## Yapılacak Çalışmalar
1 – Haneke filmleri hakkındaki metne göre, Ölümcül Oyunlar filminde ilk ölenler kimlerdir?
2 – Haneke filmleri hakkındaki metinde "filmlerde genel olarak" ile "rahatlama şansı vermemektedir." arasındaki kısmı, her iki ifade de dahil olmak üzere aynen yeniden yazın.

Benny’nin Videosu filminde Benny’nin çiftliklerinde hayvan öldürme tabancası ile domuzun öldürülme videosunu sık sık ileri geri sararak detaylı bir şekilde izlemesi dikkat çeken bir durumdur. Benny için gerçeklik bir anlamda sadece ekranda gördüklerinden ibaret olmuştur. Bu yüzden sırf ölümün nasıl olduğunu görmek için evine götürdüğü kızı öldürmesi, bunun açık bir göstergesi olabilir. Kızın ölümünü de kayda alarak ileri geri sarması belki de görüntüyü geri alarak her şeyin düzeleceğini düşünmesinden kaynaklanmaktadır. Filmde dikkat çeken bir durumda tamamen yabancılaşmış anne ve babasının cinayeti ört bas etme çabalarıdır. Babanın cesedi parça parça edip ortadan kaldırma düşüncesi, nasıl bir ruhsal durumda olduklarının bir göstergesidir. Şiddet onlar için artık televizyonda izledikleri bir film sahnesinden farksızlaşmıştır denilebilir.

Tesadüfi Bir Kronolojinin 71 Parçası filminde üniversite öğrencisi bir gencin ufak bir olaydan dolayı birkaç kişiyi öldürmesi konu ediliyor. Üniversite öğrencisinin film içindeki hareketlerinden intihara meyilli olduğu gözlemlenmektedir. Öğrenci yasal olmayan yollardan bir silah alır. İzleyici de gencin intihar edeceği fikri oluşur. Ancak bankada yaşadığı ufak bir tartışma onun ve birkaç insanın ölümü ile sonlanır. Yüzeysel bakıldığında sebebin bankadaki tartışma olduğu görülse de altta yatan sebepleri, yönetmen izleyiciye sorgulaması için bırakmaktadır. Günümüzde özellikle ABD’de yaşanan katliam olayları da göz önüne alınırsa bireysel bunalımların toplumsal bir soruna dönüştüğü görülmektedir. Bu “sebepsiz” şiddet olayları bilimin araştırma konusu olarak öne çıkmaktadır.

Daha öncede bahsedildiği gibi Haneke’nin şiddet temasını yoğun şekilde kullandığı film Ölümcül Oyunlar (Funny Games) filmidir. Bu filmiyle yönetmen, burjuva bir orta sınıf aileye musallat olan iki saldırganın, aileye uyguladığı fiziksel ve psikolojik şiddeti, özgün bir şekilde anlatmaktadır. Yönetmen bunu yaparken klasik anlatı yapısına zıt, klişeleri yerle bir eden, bir sinema dili kullanmıştır. Örneğin oyuncuyu kameraya baktırıp seyirciye direkt sorular sordurarak, seyirciyi sadece izleyen değil bir anlamda filmdeki kötü karakterlerin suç ortağı olarak filmin içine dahil ettiği söylenebilir. Klasik anlatı yapısına uygun

filmlerde genel olarak hayvanlar ve çocuklar ilk olarak ölmezler. Ancak Haneke’nin filminde ilk ölenler köpek ve çocuktur. Filmde saldırganlar sadece fiziksel şiddet değil aynı zamanda psikolojik şiddet de uygularlar. Örneğin kadının, kocasının önünde soyunmaya zorlanması buna örnek olarak gösterilebilir. Filmde saldırgan gençlerin bunu neden yaptıkları izleyicinin aklındaki en büyük sorulardan birini oluşturmaktadır. Bunun nedeni sorulduğunda saldırganlardan Paul’un soruya çelişkili cevaplar vermesi ise izleyicinin kafasını iyice karıştırmakta ve izleyiciye rahatlama şansı vermemektedir.

## Sağlanan Veriler

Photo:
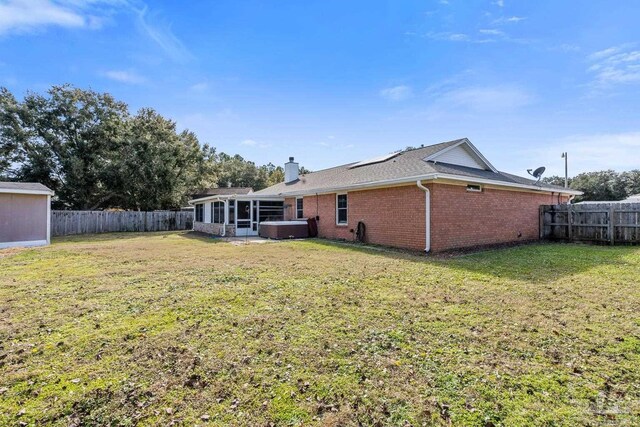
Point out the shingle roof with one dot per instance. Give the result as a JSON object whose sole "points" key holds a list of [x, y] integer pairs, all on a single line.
{"points": [[407, 164], [23, 186], [222, 191]]}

## Çözümler
1 – İlk ölenler köpek ve çocuktur.

2 –
filmlerde genel olarak hayvanlar ve çocuklar ilk olarak ölmezler. Ancak Haneke’nin filminde ilk ölenler köpek ve çocuktur. Filmde saldırganlar sadece fiziksel şiddet değil aynı zamanda psikolojik şiddet de uygularlar. Örneğin kadının, kocasının önünde soyunmaya zorlanması buna örnek olarak gösterilebilir. Filmde saldırgan gençlerin bunu neden yaptıkları izleyicinin aklındaki en büyük sorulardan birini oluşturmaktadır. Bunun nedeni sorulduğunda saldırganlardan Paul’un soruya çelişkili cevaplar vermesi ise izleyicinin kafasını iyice karıştırmakta ve izleyiciye rahatlama şansı vermemektedir.